▶ [Görev Listesi]
a – Çanakkale metninde geçen yer adlarını, her birini bir kez yazarak sıralayın.
b – Çanakkale metnine göre Kraliyet Norfolk Alayı hangi tarihte gemilere bindirildi?
c – Çanakkale metninde "İNGİLİZ KOMUTAN, YENİLECEKLERİNİ" ile başlayıp "bir saldırıda görmüştü." ile biten bölümü olduğu gibi aktarın.

▶ [Belge Bölümü]
^^^^^^^^^^^^^^^^
10 Ağustos 1915 Çanakkale... Güneşin göz kamaştıran parlaklığı, topların bitmez, tükenmez gürlemelerine karışıyor... Gelibolu Savaşı'nın son dönemi, Cehennemi Çanakkale'ye taşımış... Siperler, fırın gibi... Savaş kokusu ile dolu sıcak bir rüzgâr, ovada eserken; ince bir koz tabakasını da havaya kaldırıyor. Yiyeceklerin, siperlerin, ölü ve yaralıların üzerine bulutlar halinde çöken iri yeşil sinekler, dizanteriye yakalanan İngiliz askerlerini büsbütün perişan ediyor... Ve Mehmet Akif'in dediği gibi "O ne müthiş tipidir ki; savrulur enkaz-ı beşer..."
İNGİLİZ KOMUTAN, YENİLECEKLERİNİ ANLAYINCA
İngiliz askeri, tarihinin en büyük yenilgilerinden birine adım adım yaklaşıyor. İngiliz komutan Sir Ian Hamilton, korkunç bir yenilgiye uğrayacaklarını sezmiş, savaşı kazanmanın tek yolunu, taze kuvvetlerle birlikte yapılacak büyük bir saldırıda görmüştü.
NORFOLK ALAYI GELİYOR
Kraliyet Norfolk Alayı, taze kuvvetlerin bir parçası olarak 29 Temmuz 1915'te İngiltere'de gemilere bindirildiler. Savaş tecrübeleri yoktu. Ordu mensuplarınca tatil gecesi askerleri diye anılan savunma birliklerine bağlıydılar. Norfolk alayı, savaş hattı gerisinde, iklime alışmaları için bekletilmeden, 10 Ağustos günü Suvla Koyu'nda unutulmaz bir macera yaşamak hayâli yerine, cehennemi andıran kabusla kucaklaştılar.
^^^^^^^^^^^^^^^^
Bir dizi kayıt
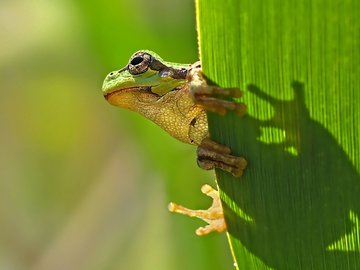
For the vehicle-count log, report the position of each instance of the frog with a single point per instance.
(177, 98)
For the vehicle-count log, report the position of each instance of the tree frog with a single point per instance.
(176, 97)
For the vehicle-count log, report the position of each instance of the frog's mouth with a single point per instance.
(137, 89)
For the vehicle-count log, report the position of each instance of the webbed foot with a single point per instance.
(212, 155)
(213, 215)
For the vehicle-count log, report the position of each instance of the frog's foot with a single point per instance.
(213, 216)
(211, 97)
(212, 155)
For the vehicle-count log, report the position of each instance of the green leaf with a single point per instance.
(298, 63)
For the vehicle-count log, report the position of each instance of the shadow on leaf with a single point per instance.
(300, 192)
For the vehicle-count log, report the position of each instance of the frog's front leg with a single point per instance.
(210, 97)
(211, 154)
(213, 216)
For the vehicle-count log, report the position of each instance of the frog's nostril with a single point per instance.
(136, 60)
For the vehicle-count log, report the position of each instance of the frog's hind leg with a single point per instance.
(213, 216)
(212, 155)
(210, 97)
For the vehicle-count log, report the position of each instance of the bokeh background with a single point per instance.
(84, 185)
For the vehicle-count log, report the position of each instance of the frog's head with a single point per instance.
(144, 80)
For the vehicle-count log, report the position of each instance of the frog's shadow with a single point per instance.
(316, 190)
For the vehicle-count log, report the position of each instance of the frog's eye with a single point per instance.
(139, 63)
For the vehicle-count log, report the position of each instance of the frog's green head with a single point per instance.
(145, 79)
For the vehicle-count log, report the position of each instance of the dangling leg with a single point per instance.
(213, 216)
^^^^^^^^^^^^^^^^
▶ [Alıştırma Sonuçları]
a – Çanakkale, Gelibolu, İngiltere, Suvla Koyu

b – 29 Temmuz 1915'te.

c –
İNGİLİZ KOMUTAN, YENİLECEKLERİNİ ANLAYINCA
İngiliz askeri, tarihinin en büyük yenilgilerinden birine adım adım yaklaşıyor. İngiliz komutan Sir Ian Hamilton, korkunç bir yenilgiye uğrayacaklarını sezmiş, savaşı kazanmanın tek yolunu, taze kuvvetlerle birlikte yapılacak büyük bir saldırıda görmüştü.